Given problem
Arrange the lines from the one containing "Every instance of the steeple" through the end of the items as a numbered list, leaving out blank lines and pictures.

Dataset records

********************

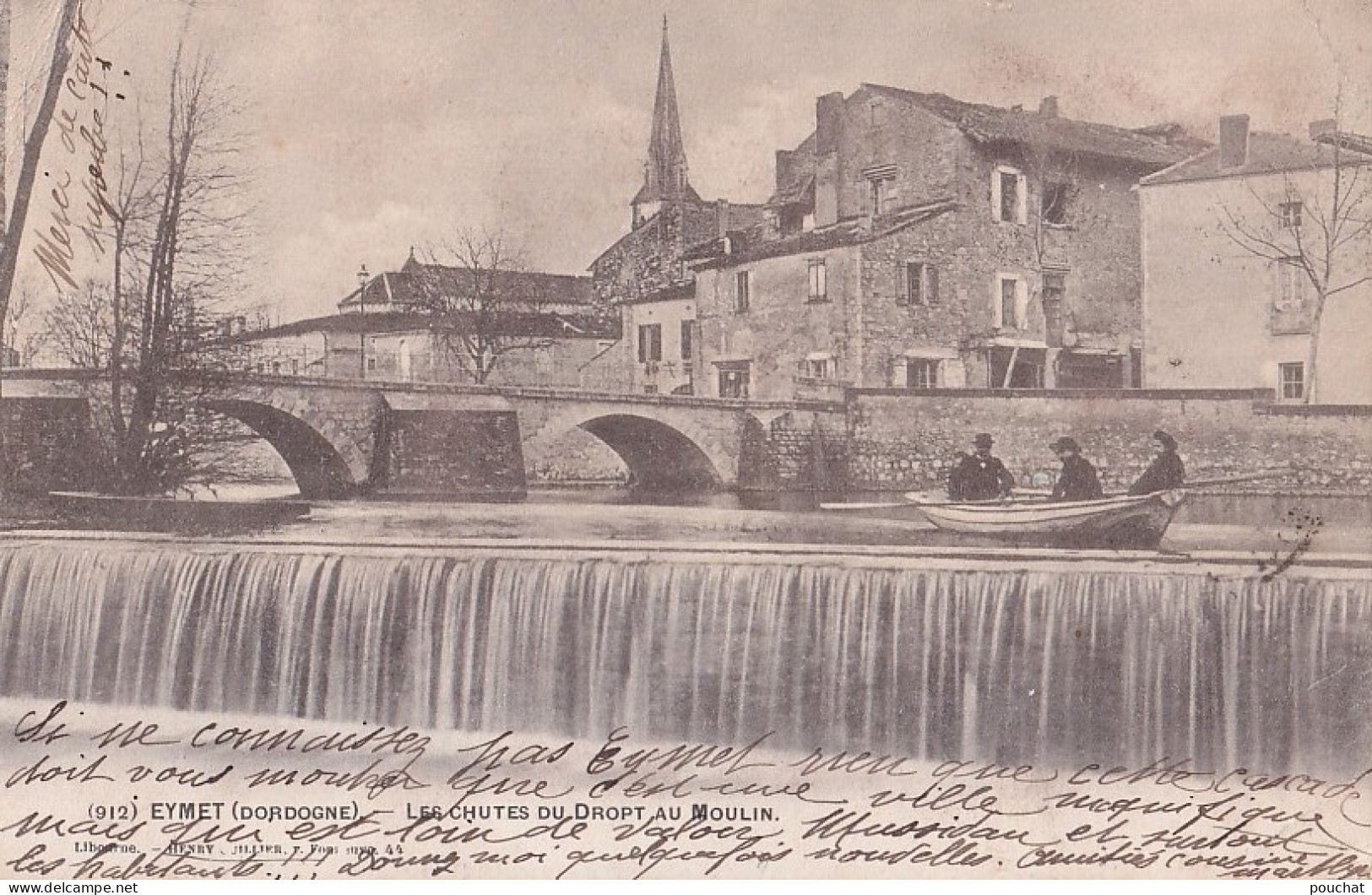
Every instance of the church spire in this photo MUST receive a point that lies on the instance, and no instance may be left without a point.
(665, 171)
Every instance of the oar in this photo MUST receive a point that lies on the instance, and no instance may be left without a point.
(1018, 497)
(1233, 480)
(888, 506)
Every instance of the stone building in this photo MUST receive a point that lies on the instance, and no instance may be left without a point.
(404, 327)
(1234, 261)
(919, 241)
(643, 278)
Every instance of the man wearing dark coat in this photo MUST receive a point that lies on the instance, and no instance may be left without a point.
(1079, 478)
(1167, 469)
(979, 475)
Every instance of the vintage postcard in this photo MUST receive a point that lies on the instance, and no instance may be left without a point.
(599, 440)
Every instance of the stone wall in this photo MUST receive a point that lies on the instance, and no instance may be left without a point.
(902, 440)
(438, 454)
(48, 443)
(794, 452)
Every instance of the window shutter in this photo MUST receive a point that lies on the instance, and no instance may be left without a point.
(1021, 305)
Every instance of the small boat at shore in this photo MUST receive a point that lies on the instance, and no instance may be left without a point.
(1119, 523)
(171, 515)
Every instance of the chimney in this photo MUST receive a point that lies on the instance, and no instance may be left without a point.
(785, 168)
(829, 128)
(1324, 131)
(1234, 140)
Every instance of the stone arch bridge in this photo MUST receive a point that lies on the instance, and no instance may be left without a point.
(428, 441)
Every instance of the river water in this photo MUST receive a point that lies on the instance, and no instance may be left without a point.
(722, 622)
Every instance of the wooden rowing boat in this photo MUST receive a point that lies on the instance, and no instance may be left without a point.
(1126, 522)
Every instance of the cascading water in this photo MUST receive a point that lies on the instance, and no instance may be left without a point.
(1132, 662)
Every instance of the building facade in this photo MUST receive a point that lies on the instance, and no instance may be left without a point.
(919, 241)
(1235, 257)
(424, 323)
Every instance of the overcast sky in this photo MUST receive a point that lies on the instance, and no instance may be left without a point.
(382, 124)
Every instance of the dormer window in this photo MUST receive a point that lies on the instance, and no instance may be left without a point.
(1007, 195)
(881, 188)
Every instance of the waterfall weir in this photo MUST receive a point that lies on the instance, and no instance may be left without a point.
(1049, 660)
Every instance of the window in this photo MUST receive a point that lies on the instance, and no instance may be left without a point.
(1291, 381)
(881, 188)
(1293, 283)
(1017, 368)
(1011, 302)
(921, 374)
(818, 280)
(1054, 205)
(1007, 195)
(733, 382)
(1054, 293)
(818, 366)
(649, 342)
(921, 283)
(877, 197)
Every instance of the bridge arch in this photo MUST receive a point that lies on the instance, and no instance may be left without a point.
(659, 456)
(325, 463)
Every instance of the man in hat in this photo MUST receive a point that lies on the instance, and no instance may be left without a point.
(1079, 478)
(979, 475)
(1167, 469)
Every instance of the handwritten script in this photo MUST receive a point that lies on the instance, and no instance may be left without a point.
(99, 794)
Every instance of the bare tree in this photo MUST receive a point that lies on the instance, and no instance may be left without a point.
(79, 326)
(1313, 225)
(482, 304)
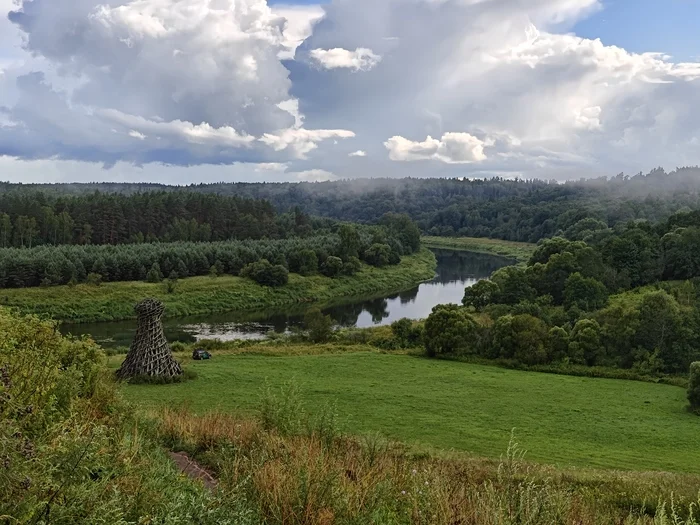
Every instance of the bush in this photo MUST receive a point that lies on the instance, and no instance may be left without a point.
(319, 326)
(378, 254)
(449, 329)
(265, 273)
(352, 266)
(94, 279)
(171, 284)
(332, 266)
(694, 387)
(406, 334)
(282, 410)
(154, 275)
(186, 375)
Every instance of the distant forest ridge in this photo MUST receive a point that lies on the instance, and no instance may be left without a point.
(518, 210)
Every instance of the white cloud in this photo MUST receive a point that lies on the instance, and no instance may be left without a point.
(197, 134)
(302, 141)
(315, 175)
(361, 59)
(452, 148)
(271, 166)
(588, 118)
(299, 23)
(200, 82)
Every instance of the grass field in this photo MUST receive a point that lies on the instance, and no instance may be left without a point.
(567, 421)
(515, 250)
(202, 295)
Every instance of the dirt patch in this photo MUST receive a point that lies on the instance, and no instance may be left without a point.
(194, 470)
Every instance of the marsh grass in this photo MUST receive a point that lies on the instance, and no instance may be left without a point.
(520, 251)
(297, 478)
(204, 295)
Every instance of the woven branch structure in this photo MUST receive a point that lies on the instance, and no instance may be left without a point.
(149, 353)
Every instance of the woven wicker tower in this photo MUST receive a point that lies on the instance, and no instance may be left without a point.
(149, 353)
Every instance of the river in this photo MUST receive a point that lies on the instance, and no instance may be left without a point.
(456, 270)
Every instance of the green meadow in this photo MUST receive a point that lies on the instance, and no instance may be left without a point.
(562, 420)
(115, 301)
(521, 251)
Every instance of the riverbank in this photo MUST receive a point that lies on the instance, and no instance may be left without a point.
(521, 251)
(203, 295)
(562, 420)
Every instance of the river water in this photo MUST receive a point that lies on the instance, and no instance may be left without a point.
(456, 270)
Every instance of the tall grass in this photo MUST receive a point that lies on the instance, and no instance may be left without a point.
(293, 475)
(203, 295)
(521, 251)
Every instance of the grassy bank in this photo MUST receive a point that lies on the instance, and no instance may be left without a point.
(74, 453)
(567, 421)
(202, 295)
(521, 251)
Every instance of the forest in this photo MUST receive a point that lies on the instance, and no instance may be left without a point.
(33, 218)
(338, 250)
(624, 297)
(516, 210)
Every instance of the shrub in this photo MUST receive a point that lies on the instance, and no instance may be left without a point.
(265, 273)
(319, 326)
(282, 410)
(352, 266)
(186, 375)
(171, 284)
(154, 275)
(694, 387)
(521, 337)
(332, 266)
(378, 254)
(94, 279)
(584, 292)
(481, 294)
(449, 329)
(406, 334)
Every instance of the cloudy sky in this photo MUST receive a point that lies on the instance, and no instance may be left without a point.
(189, 91)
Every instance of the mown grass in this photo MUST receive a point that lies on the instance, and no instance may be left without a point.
(566, 421)
(521, 251)
(202, 295)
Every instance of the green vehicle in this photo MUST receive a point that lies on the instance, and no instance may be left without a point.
(199, 354)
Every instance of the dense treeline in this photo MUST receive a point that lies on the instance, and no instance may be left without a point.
(627, 297)
(331, 254)
(36, 218)
(519, 210)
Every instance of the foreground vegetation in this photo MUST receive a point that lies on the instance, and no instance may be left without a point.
(520, 251)
(332, 252)
(446, 405)
(74, 453)
(516, 210)
(201, 295)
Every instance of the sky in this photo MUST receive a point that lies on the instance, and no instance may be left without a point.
(191, 91)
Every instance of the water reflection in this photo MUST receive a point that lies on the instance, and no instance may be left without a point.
(455, 271)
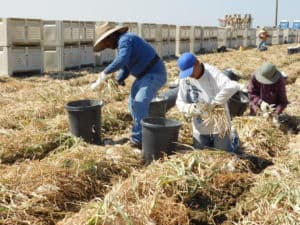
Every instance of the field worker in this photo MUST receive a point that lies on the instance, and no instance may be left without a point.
(202, 84)
(267, 94)
(263, 36)
(138, 58)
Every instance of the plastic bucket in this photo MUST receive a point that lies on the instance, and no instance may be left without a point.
(158, 136)
(85, 119)
(158, 107)
(238, 103)
(171, 96)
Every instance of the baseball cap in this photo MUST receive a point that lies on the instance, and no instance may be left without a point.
(186, 64)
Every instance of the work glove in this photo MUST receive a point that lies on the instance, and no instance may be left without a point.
(275, 121)
(121, 82)
(243, 87)
(194, 109)
(265, 107)
(102, 77)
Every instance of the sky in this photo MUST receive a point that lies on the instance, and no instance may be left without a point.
(178, 12)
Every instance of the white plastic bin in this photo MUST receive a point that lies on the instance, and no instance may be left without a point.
(20, 59)
(18, 31)
(87, 56)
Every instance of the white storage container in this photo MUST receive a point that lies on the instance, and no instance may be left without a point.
(104, 57)
(20, 59)
(87, 32)
(87, 56)
(15, 31)
(148, 31)
(133, 27)
(59, 33)
(183, 33)
(172, 32)
(196, 33)
(162, 32)
(60, 58)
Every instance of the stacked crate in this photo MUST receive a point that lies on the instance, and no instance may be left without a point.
(249, 37)
(107, 55)
(133, 27)
(240, 35)
(20, 46)
(149, 32)
(233, 40)
(183, 35)
(172, 40)
(277, 38)
(210, 38)
(61, 45)
(224, 35)
(290, 35)
(162, 40)
(196, 37)
(86, 41)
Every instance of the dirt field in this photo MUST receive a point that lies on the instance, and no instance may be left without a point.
(50, 177)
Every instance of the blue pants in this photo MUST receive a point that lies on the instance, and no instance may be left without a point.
(213, 141)
(143, 90)
(262, 44)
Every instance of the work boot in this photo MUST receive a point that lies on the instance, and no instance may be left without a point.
(136, 145)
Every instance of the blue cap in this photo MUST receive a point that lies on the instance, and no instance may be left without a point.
(186, 64)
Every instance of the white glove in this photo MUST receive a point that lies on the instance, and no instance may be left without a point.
(276, 121)
(194, 109)
(265, 107)
(102, 77)
(243, 87)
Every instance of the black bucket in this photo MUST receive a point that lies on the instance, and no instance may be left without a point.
(85, 119)
(238, 104)
(158, 136)
(171, 96)
(158, 107)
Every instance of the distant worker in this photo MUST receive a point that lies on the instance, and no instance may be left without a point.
(267, 92)
(263, 36)
(138, 58)
(202, 88)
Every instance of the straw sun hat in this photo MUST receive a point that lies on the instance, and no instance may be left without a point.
(104, 31)
(267, 74)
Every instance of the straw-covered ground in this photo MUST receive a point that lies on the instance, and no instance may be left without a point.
(50, 177)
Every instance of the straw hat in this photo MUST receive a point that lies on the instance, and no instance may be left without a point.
(267, 74)
(104, 31)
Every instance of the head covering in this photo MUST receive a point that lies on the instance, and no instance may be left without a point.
(186, 64)
(267, 74)
(104, 31)
(263, 30)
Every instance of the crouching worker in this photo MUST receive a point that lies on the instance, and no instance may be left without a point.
(203, 93)
(267, 93)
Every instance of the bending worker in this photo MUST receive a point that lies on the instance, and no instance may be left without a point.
(204, 85)
(136, 57)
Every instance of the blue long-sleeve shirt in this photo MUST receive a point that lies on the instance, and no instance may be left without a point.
(134, 54)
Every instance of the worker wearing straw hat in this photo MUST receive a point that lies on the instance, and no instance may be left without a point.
(267, 92)
(202, 88)
(138, 58)
(263, 36)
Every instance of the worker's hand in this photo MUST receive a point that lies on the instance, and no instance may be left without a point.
(265, 107)
(99, 81)
(194, 109)
(275, 121)
(121, 82)
(243, 87)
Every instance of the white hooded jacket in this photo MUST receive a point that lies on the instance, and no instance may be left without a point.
(213, 85)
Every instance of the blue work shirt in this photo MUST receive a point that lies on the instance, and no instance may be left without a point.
(134, 54)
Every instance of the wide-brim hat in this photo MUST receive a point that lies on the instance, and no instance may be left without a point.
(267, 74)
(104, 31)
(186, 64)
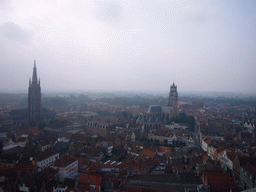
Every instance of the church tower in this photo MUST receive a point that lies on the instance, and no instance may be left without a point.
(34, 98)
(173, 99)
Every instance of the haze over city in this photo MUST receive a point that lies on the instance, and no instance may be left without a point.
(128, 45)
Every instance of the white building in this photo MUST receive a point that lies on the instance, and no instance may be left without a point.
(45, 159)
(67, 167)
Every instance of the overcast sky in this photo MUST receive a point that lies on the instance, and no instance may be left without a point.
(129, 45)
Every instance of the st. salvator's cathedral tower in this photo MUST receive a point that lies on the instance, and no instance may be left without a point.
(34, 98)
(157, 115)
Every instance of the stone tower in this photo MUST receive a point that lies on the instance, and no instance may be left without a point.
(173, 99)
(34, 98)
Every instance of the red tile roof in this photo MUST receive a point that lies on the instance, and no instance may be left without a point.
(90, 179)
(148, 153)
(64, 161)
(218, 181)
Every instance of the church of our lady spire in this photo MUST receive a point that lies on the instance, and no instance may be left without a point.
(34, 98)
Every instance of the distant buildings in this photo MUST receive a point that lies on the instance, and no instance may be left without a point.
(157, 115)
(34, 98)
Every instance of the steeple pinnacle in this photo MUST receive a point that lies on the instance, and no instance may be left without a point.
(34, 77)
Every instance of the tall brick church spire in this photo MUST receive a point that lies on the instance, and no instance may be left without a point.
(173, 99)
(34, 98)
(34, 77)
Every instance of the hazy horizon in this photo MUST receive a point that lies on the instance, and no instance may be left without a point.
(201, 46)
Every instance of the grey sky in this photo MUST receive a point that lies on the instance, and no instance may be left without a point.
(129, 45)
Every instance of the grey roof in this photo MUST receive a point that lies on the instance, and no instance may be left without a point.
(154, 109)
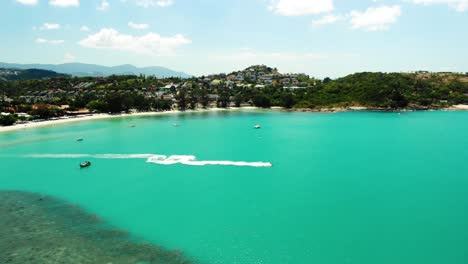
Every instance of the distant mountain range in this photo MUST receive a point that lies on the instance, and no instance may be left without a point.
(92, 70)
(29, 74)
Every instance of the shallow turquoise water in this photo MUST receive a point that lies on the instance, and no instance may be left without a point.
(360, 188)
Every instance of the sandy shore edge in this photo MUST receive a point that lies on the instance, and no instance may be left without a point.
(31, 125)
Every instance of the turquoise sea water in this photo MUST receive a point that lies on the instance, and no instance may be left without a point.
(359, 188)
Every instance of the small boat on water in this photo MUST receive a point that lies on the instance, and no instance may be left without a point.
(85, 164)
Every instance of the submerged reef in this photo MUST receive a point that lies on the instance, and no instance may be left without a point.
(42, 229)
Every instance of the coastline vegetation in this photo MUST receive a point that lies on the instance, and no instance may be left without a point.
(260, 86)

********************

Complete output
1. Every instance of the steeple pinnacle in this photo MUST receive a point that lies on the instance, and no instance may be left without a point.
2. (34, 77)
3. Every instance of the tall brick church spire in this photo MUST receive a point that lies on the instance, and no instance may be left without a point.
4. (173, 99)
5. (34, 98)
6. (34, 77)
7. Every instance of the hazy horizon in this photo MUST receive a point that lies on the instance, and no instance may be left without a point.
8. (201, 46)
9. Every instance of the grey sky in this photo MUST receive a point that lies on the instance, and no instance may be left without a point.
10. (129, 45)
11. Every instance of the grey roof in this photo MUST receive a point that lies on the instance, and no instance may be left without a point.
12. (154, 109)
13. Every instance of the distant mountain range in this photo MUST receive a point that lies on the instance, and no instance may be left without a point.
14. (92, 70)
15. (29, 74)
16. Every instance of the shallow turquoise water in this photo MUST receive a point that lies on the instance, and no instance may be left without a point.
17. (360, 188)
18. Every instance of the sandy shore edge in this photo MUST receive a point that lies on the instance, and no instance may be left without a point.
19. (31, 125)
20. Every instance of the turquoise sea water in this photo MUST receive a point that lies on the instance, and no instance may be left without a point.
21. (359, 188)
22. Every instance of the small boat on water in this photo MUST receive a point that lies on the instance, and no instance may be left without a point.
23. (85, 164)
24. Every instance of the submerged reef in this photo MUST receive a point that lies on the instance, and no instance may be left without a point.
25. (42, 229)
26. Every instance of the coastline vegetation in this photo MUST receive a point that lies on the instance, and no instance may be left without a point.
27. (260, 86)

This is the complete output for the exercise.